— Start EXCERPT TO READ —
It’s easy to seek change only when change seeks you. Yet we are all aware that acting purely out of necessity can allow opportunities to go begging. For example, while you might be secure and comfortable with your current business structure, are you missing out on accessing small business tax offsets and incentives?
The Australian Tax Office makes restructure all the more viable with its tax roll-over incentive.
But it is an investment of time and effort – and most of all, planning. The reason why a small business restructure can be daunting is because you may not be sure of the potential benefits. You may well wonder if it’s worth the bother.
In Australia at this present moment, it is. A change in the status of your entity structure could position you in such a way that you can reduce risk, manage taxes more efficiently, plan solidly for future growth, or access the aforementioned small business tax offsets and incentives. For instance, the threshold for small businesses has increased to $10 million effective from 1 July 2016. This means that companies that may have previously have been restricted from accessing the small business tax offset and other incentives can now take advantage through a restructure.
In particular, the tax office allows small businesses to transfer active assets from one entity to other entities without incurring an income tax liability, as long as ultimate ownership of these entities remains the same. Company, trust, partnership, or sole-trader – a roll-over allows a business that is run as one kind of entity to transfer some or all of its assets to another kind without CGT and other tax implications.
Making such a change in your entity structure as a small business can not only allow you to access the small business tax offset and incentives, but also reduces risk. Have you properly evaluated the tax risks in your industry? Some industries are exposed to the risks of doing business more than others. By holding your assets in a separate vehicle, such as an entity or trust, you will be able to reduce the risk of such threats by carefully proportioning and arranging your assets across a smart entity structure. In the end, this is just wise planning. You put in the effort today to manage an entity change in order to prevent more entrenched and intractable headaches in the future, while also benefiting financially through the restructure roll-over.
— End EXCERPT TO READ —
— Start ENTRIES SUPPLIED —
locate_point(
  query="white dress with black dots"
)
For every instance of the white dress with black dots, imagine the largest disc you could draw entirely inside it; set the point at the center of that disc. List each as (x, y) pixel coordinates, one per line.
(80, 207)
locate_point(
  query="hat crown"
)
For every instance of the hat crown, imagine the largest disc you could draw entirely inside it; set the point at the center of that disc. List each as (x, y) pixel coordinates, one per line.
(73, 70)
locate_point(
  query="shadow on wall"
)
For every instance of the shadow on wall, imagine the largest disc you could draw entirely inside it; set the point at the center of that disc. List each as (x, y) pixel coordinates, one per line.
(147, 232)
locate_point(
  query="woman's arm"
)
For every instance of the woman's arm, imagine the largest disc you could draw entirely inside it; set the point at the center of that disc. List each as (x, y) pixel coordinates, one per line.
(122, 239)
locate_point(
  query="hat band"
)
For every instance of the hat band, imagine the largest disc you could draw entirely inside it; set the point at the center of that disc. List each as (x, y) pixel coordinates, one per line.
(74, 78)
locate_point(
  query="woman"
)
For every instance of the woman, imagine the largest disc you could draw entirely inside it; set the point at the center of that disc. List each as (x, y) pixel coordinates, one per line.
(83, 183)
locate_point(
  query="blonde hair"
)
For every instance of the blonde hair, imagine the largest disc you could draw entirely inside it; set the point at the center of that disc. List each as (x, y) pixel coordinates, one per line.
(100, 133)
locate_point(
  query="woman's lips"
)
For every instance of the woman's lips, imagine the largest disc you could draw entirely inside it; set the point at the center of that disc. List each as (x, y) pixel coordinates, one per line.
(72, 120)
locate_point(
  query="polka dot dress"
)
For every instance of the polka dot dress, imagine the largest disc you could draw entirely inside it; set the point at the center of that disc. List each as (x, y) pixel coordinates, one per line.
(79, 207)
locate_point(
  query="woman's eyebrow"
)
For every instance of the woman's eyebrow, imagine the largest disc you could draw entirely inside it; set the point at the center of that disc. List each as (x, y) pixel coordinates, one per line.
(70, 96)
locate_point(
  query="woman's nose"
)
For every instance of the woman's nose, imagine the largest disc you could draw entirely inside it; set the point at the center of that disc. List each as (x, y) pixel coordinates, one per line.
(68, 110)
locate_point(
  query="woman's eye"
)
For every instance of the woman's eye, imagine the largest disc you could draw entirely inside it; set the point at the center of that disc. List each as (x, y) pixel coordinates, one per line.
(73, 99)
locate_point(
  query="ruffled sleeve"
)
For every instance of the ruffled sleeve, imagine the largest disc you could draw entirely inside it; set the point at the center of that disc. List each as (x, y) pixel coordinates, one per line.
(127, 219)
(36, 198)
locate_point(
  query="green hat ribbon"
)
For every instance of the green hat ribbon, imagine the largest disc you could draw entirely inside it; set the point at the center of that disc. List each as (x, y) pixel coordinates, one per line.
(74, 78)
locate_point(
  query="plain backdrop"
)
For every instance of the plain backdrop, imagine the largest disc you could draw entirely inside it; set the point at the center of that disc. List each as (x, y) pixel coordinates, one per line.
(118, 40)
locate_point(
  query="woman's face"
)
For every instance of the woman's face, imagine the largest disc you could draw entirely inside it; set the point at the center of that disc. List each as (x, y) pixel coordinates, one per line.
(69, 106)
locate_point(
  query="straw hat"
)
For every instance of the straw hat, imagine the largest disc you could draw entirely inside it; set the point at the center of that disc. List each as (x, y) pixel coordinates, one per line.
— End ENTRIES SUPPLIED —
TASKS TO CARRY OUT -
[a] Answer the following from the article on small business restructuring, one line each:
(i) To what amount did the small business threshold increase, and from what date?
(ii) Under the roll-over, what must remain the same for active assets to be transferred between entities without incurring an income tax liability?
(iii) What four kinds of entity does the article list in connection with a roll-over?
[b] Gather every line of the records that contains the string "plain", treating uppercase and lowercase letters as distinct.

TASK-BY-TASK ANSWERS -
[a]
(i) $10 million, effective from 1 July 2016.
(ii) The ultimate ownership of the entities.
(iii) Company, trust, partnership, and sole-trader.

[b]
  query="plain backdrop"
For every instance of the plain backdrop, imagine the largest disc you could draw entirely inside it; set the point at the center of that disc. List each as (x, y) pixel coordinates, one per line.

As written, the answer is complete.